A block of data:
════════
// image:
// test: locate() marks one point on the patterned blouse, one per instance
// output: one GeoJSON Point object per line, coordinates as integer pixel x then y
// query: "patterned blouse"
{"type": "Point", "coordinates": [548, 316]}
════════
- _Short task_: Reproduce every line of the items above in full, shifting each coordinate value in the answers up by 16.

- _Worked answer_:
// image:
// test: locate() marks one point on the patterned blouse, one per instance
// output: one GeoJSON Point object per line, coordinates as integer pixel x then y
// query: "patterned blouse"
{"type": "Point", "coordinates": [564, 332]}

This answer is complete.